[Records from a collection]
==========
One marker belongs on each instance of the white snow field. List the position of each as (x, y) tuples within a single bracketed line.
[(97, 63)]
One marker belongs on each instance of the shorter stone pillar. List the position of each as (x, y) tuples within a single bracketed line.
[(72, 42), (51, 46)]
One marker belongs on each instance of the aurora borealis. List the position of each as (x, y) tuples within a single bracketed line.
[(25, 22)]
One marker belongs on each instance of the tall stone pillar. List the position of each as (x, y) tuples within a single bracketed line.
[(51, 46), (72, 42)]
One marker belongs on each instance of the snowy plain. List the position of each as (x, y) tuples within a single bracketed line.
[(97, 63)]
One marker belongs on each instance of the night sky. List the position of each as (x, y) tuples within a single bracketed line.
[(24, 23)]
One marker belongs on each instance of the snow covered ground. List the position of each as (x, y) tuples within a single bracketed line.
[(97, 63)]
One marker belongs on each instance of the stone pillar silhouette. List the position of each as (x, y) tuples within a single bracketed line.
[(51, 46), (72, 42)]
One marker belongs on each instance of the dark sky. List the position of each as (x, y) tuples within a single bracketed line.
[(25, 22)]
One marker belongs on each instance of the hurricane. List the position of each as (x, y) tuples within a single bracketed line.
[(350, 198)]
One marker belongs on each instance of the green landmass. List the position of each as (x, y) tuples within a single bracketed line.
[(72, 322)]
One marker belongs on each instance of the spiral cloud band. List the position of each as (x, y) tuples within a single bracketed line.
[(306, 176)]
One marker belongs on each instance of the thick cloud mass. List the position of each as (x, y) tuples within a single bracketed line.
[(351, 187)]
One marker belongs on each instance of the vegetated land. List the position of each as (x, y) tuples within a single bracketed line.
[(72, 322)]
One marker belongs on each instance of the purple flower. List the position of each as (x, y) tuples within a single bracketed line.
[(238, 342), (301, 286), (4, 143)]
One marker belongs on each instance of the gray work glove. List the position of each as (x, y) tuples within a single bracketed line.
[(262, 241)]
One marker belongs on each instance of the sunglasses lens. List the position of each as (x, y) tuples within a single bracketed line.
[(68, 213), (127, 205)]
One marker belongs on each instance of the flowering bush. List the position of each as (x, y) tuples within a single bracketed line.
==========
* **What to do**
Output, unchanged, the lines from the line with "One marker belongs on each instance of the night" through the final line of the material.

* **Response to the exercise**
One marker belongs on each instance of the night sky. List the position of each as (x, y) tuples within a single bracketed line.
[(24, 23)]
One marker belongs on each instance of the snow covered ground. List the position of each as (x, y) tuples within a single bracketed line.
[(97, 63)]
One marker belongs on each instance of the stone pillar silhouette. List the position of each as (x, y) tuples within a single bracketed line.
[(51, 46), (72, 42)]
One marker belongs on each instance of the dark sky. List the position of each as (x, y) tuples within a single bracketed line.
[(25, 22)]
One marker belongs on each instance of the hurricane. List the position of each as (x, y) tuples within a single bracketed line.
[(350, 198)]
One marker belongs on each instance of the green landmass. List the position of each as (x, y) tuples within a single bracketed line.
[(72, 322)]
One marker belongs on each instance of the spiral cloud band. List the position of each as (x, y) tuples within a single bracketed line.
[(306, 176)]
One marker belongs on each instance of the thick cloud mass. List the position of each as (x, y) tuples within a single bracketed line.
[(351, 187)]
One marker belongs on each instance of the vegetated land. List the position of each as (x, y) tuples within a single bracketed line.
[(72, 322)]
One marker belongs on each instance of the purple flower. List the position of each as (x, y) tuples within a single bracketed line.
[(238, 342), (301, 286), (4, 143)]
One marker belongs on each instance of the gray work glove. List the position of each as (x, y) tuples within a single bracketed line.
[(262, 241)]
One marker belongs on each instance of the sunglasses lens. List the position of each as (x, y) tuples within a single bracketed line.
[(68, 213), (127, 205)]
One marker belongs on each instance of the flowering bush. List the position of each as (x, y) tuples within a single bracketed line.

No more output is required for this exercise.